• Exercise
Rewrite every one of the records below, swapping "Indicate one point per instance" for "Mark a single point for every instance" wherever it occurs and keeping everything else the same. Leave the pictures out of your answer.
──────── Dataset records
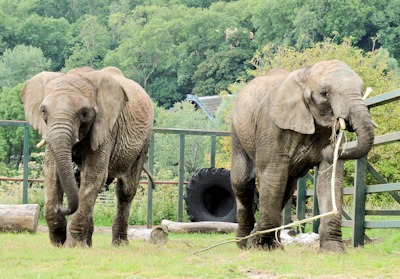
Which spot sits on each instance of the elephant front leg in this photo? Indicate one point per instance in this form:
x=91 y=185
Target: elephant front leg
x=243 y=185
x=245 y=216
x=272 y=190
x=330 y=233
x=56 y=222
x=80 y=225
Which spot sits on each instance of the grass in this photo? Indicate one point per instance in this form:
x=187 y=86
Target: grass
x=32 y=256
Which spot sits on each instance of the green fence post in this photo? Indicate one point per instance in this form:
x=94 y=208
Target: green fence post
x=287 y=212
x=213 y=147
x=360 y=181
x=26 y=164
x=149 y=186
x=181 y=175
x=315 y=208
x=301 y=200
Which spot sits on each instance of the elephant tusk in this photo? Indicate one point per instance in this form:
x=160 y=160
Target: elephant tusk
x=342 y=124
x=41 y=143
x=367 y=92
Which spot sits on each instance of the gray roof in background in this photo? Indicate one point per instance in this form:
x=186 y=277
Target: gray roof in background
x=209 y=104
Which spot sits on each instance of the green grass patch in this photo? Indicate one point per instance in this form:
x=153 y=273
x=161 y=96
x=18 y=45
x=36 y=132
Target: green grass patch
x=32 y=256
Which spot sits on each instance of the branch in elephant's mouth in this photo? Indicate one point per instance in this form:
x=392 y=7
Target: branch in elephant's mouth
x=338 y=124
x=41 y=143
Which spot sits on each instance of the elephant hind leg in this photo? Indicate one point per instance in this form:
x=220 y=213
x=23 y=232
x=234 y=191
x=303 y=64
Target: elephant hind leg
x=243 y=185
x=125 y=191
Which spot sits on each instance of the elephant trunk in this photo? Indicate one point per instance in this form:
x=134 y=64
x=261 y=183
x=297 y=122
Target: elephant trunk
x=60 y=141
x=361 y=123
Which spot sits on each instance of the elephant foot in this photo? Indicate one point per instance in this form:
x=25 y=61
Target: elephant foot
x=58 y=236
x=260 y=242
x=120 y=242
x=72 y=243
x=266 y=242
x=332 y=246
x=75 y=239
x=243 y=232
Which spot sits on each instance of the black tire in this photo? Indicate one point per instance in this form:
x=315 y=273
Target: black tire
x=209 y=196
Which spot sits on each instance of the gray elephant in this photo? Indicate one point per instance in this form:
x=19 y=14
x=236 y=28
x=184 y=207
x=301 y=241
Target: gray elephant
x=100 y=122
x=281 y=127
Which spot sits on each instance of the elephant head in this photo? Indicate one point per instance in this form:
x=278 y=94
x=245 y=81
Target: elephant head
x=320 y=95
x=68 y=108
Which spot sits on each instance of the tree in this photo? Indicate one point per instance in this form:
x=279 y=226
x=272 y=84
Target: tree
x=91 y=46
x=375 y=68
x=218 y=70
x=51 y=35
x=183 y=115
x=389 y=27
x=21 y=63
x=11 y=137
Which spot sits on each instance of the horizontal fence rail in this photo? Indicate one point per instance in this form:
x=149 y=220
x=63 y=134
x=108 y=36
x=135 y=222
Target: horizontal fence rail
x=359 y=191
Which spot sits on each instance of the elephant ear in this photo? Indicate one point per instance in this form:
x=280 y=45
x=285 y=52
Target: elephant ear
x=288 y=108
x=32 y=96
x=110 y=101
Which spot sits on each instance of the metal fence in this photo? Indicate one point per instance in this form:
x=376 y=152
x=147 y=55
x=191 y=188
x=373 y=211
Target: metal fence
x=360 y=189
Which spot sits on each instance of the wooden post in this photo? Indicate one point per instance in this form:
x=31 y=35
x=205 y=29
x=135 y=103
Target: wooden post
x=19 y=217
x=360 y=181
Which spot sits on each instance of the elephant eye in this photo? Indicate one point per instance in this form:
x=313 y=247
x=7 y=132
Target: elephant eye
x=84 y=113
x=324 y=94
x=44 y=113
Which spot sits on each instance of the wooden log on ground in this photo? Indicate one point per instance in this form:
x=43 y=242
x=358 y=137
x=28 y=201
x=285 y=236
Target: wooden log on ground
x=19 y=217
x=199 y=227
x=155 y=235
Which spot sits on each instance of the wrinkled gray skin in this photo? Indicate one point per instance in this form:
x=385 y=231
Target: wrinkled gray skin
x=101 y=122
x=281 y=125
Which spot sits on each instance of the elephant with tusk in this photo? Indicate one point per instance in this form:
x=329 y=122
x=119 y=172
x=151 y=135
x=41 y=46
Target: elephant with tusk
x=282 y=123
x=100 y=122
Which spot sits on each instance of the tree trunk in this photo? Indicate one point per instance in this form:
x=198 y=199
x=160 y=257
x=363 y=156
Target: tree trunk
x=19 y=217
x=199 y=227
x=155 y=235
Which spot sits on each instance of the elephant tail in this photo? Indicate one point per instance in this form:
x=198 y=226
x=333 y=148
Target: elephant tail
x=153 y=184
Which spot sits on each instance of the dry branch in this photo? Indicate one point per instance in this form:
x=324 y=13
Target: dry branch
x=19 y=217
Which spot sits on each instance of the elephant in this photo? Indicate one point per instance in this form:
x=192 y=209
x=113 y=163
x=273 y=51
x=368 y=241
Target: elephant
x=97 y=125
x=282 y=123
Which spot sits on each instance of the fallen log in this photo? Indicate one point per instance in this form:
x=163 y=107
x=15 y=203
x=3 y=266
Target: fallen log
────────────────
• Result of the task
Which spot sits on each instance of the elephant front leg in this photo? Mark a single point for every instance in this form:
x=91 y=185
Target: elephant front leg
x=243 y=185
x=245 y=216
x=272 y=190
x=330 y=233
x=56 y=222
x=80 y=225
Which spot sits on each instance of the grass in this photo? Mark a single point for every instance in this form:
x=187 y=86
Target: grass
x=32 y=256
Which spot sits on each instance of the green fence post in this photo? Mark a single point for every instance in this form:
x=94 y=208
Target: green fence post
x=287 y=212
x=213 y=147
x=360 y=181
x=26 y=164
x=149 y=186
x=181 y=175
x=315 y=208
x=301 y=200
Which spot sits on each instance of the elephant tusk in this photo? Mark a single point for every instance in this form:
x=160 y=160
Target: elephant tusk
x=342 y=124
x=41 y=143
x=367 y=92
Which spot sits on each instance of the gray roof in background in this photo? Mark a single point for every instance in this form:
x=186 y=277
Target: gray roof in background
x=209 y=104
Which spot sits on each instance of the green grass patch in this photo? Mark a single point for every instance in this form:
x=153 y=273
x=161 y=96
x=18 y=45
x=36 y=132
Target: green grass patch
x=32 y=256
Which spot sits on each instance of the branch in elephant's mouth in this photo? Mark a single point for every instance in this form:
x=392 y=7
Target: branch in elephant's mouth
x=338 y=124
x=41 y=143
Which spot sits on each instance of the elephant hind leg in this photo? Mark a single point for every instance in this form:
x=220 y=213
x=23 y=232
x=234 y=191
x=303 y=64
Target: elephant hind leg
x=243 y=185
x=125 y=191
Which spot sits on each instance of the elephant trunk in this photo? Mark a single point for every instance in this form:
x=134 y=64
x=261 y=183
x=297 y=122
Target: elephant trunk
x=60 y=141
x=361 y=123
Which spot sits on each instance of the elephant foot in this photo? Mark a single point for every instance in this form:
x=25 y=61
Target: elephant foot
x=58 y=236
x=260 y=242
x=120 y=242
x=72 y=243
x=266 y=242
x=332 y=246
x=75 y=239
x=243 y=232
Which spot sits on each instance of the black tire in this photo? Mark a single point for every instance in this form:
x=315 y=273
Target: black tire
x=209 y=196
Which spot sits on each instance of the gray elephant in this photo? Mark a single point for every instance in this form:
x=19 y=14
x=236 y=28
x=184 y=207
x=301 y=241
Target: gray elephant
x=100 y=122
x=281 y=127
Which spot sits on each instance of the elephant head in this photo? Mark a single point for every instance in this form:
x=278 y=94
x=245 y=81
Target: elephant head
x=320 y=95
x=68 y=108
Which spot sits on each instance of the tree in this photo? Mark a single point for every instance in this form:
x=279 y=226
x=272 y=84
Target: tree
x=91 y=46
x=375 y=68
x=218 y=70
x=51 y=35
x=183 y=115
x=389 y=27
x=21 y=63
x=11 y=137
Which spot sits on each instance of the horizontal fence rail in this photo? Mark a single point for every instance in this form:
x=149 y=220
x=63 y=134
x=108 y=36
x=135 y=222
Target: horizontal fence rail
x=359 y=191
Which spot sits on each instance of the elephant ear in this photo? Mark a single point for every instance in this form:
x=280 y=45
x=285 y=52
Target: elephant ear
x=288 y=108
x=32 y=96
x=110 y=101
Which spot sits on each instance of the metal fence in this photo? Mark a single point for every instance in this form:
x=376 y=152
x=147 y=55
x=191 y=188
x=373 y=211
Target: metal fence
x=360 y=189
Which spot sits on each instance of the wooden post in this photo? Mark a single point for every instance in this form:
x=31 y=35
x=205 y=29
x=135 y=103
Target: wooden post
x=19 y=217
x=360 y=181
Which spot sits on each instance of the elephant eye in this photo? Mark a single point for every instance in this form:
x=313 y=247
x=7 y=132
Target: elephant eye
x=84 y=113
x=324 y=94
x=44 y=113
Which spot sits on each instance of the wooden log on ground in this photo? Mark a single point for every instance in this form:
x=43 y=242
x=358 y=137
x=28 y=201
x=285 y=236
Target: wooden log on ground
x=19 y=217
x=199 y=227
x=155 y=235
Which spot sits on each instance of the wrinkled gray skin in this photo? Mark a single point for every instance in this form:
x=385 y=231
Target: wrinkled gray skin
x=101 y=122
x=281 y=125
Which spot sits on each instance of the elephant with tusk in this photo? Mark a single point for every instance in this form:
x=329 y=122
x=119 y=172
x=151 y=135
x=41 y=46
Target: elephant with tusk
x=282 y=123
x=100 y=122
Which spot sits on each instance of the tree trunk in this photo? Mark a single point for every instance in this form:
x=198 y=199
x=160 y=257
x=363 y=156
Target: tree trunk
x=19 y=217
x=199 y=227
x=155 y=235
Which spot sits on each instance of the elephant tail in this photo? Mark a single point for every instance in this form:
x=198 y=226
x=333 y=148
Target: elephant tail
x=153 y=184
Which spot sits on each instance of the dry branch in this photo? Mark a single point for every instance in this form:
x=324 y=13
Target: dry branch
x=19 y=217
Which spot sits on each instance of the elephant in this photo? Mark a single point for every instance in this form:
x=192 y=209
x=113 y=163
x=273 y=51
x=368 y=241
Target: elephant
x=97 y=125
x=282 y=123
Which spot sits on each instance of the fallen log in this photo? Mark a single point for every instance in this form:
x=163 y=107
x=15 y=203
x=3 y=266
Target: fallen log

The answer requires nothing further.